>>>>
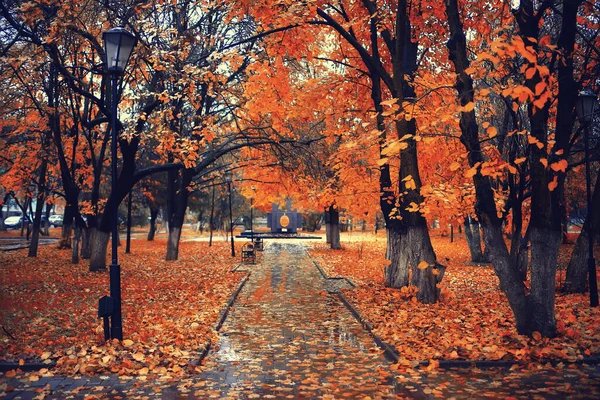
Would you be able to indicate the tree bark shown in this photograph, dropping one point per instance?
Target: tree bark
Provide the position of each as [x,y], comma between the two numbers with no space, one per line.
[87,235]
[75,249]
[67,228]
[474,240]
[576,280]
[533,312]
[334,227]
[173,243]
[152,231]
[39,206]
[211,223]
[100,242]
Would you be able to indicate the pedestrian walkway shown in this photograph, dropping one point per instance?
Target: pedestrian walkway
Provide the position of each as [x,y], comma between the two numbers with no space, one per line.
[287,337]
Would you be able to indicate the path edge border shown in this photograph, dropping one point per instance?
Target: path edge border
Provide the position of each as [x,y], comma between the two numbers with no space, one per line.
[393,355]
[224,313]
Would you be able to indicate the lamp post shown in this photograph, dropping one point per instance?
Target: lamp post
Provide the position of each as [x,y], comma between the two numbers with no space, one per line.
[118,44]
[230,217]
[252,214]
[585,107]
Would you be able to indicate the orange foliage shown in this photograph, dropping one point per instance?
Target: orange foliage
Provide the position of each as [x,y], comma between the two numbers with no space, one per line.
[169,309]
[472,321]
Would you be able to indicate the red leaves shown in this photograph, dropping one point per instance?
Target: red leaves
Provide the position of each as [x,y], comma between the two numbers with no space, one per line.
[169,309]
[473,321]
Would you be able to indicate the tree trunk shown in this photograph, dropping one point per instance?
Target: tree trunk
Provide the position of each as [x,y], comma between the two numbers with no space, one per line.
[474,240]
[576,280]
[407,249]
[397,273]
[173,243]
[99,249]
[152,231]
[128,243]
[533,312]
[87,234]
[39,207]
[211,223]
[334,227]
[75,249]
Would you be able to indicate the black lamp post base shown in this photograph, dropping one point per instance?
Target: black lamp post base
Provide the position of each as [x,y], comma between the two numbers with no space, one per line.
[593,282]
[116,329]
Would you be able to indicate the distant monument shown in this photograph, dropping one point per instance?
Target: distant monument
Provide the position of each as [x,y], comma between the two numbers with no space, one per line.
<<<<
- [Job] Rewrite all the rows above, replacing "dropping one point per instance" with "placing one point on each instance" and leaving everything else unchanged. Omit the pictures.

- [Written reply]
Would you be able to indicate the tree bark shown in this photograph, placing one point on each instance?
Target: tree bark
Provide the position of each as [x,y], comma between the two numbers with no space, one per line.
[87,235]
[75,249]
[67,228]
[474,240]
[576,280]
[533,312]
[334,227]
[173,243]
[152,231]
[39,206]
[211,223]
[100,242]
Would you be able to indicate the pedestrian walkway shown in this photograph, placing one point on each instance?
Target: pedestrian walkway
Provide the position of each as [x,y], comma between the two numbers with no space, one per line.
[287,337]
Would you be able to indicate the path edge border shown in this photograph, placing one point on each instance?
Target: path edge border
Provide the position of each as [x,y], comma between the two numbers with no space, one per line.
[393,355]
[224,313]
Would you be able to indicate the lamp post shown in this photograph, placing one point on each instance?
Target: lamp post
Provide the position of each as [x,y], comma between the two numbers with no space, one per line.
[118,44]
[230,217]
[252,214]
[585,107]
Would you be able to indicate the orange foliage shown in this photograph, placing one point on each instance?
Target: orange foliage
Provide the position of each as [x,y], comma between the two numbers with no space, one per line.
[169,309]
[472,321]
Would you be able to indicate the red leaves shown in this photograph, placing one point on each instance?
Target: red leaves
Provide the position of each as [x,y], comma between the two numbers with no space, one per line.
[169,309]
[473,321]
Would you be able to indicate the tree trunk shown in this photograph, placing one point on each instance?
Target: tree trunk
Provide the position of each as [x,y], comma between the two numbers with no space, one per line.
[474,240]
[576,280]
[407,249]
[397,273]
[173,243]
[99,249]
[152,231]
[128,243]
[533,312]
[87,234]
[39,207]
[211,223]
[334,227]
[75,249]
Would you be able to indicate the black lamp post base shown in this photograph, placing one point on each instance?
Target: black lamp post base
Provide the position of each as [x,y], comma between the two numbers with no space, one per line.
[593,282]
[116,329]
Would you be able to indicate the distant monument shown in this photograph, placing one point on each instance?
Target: distant monument
Provide the position of each as [x,y], comma between the two numbers with no space, one per line.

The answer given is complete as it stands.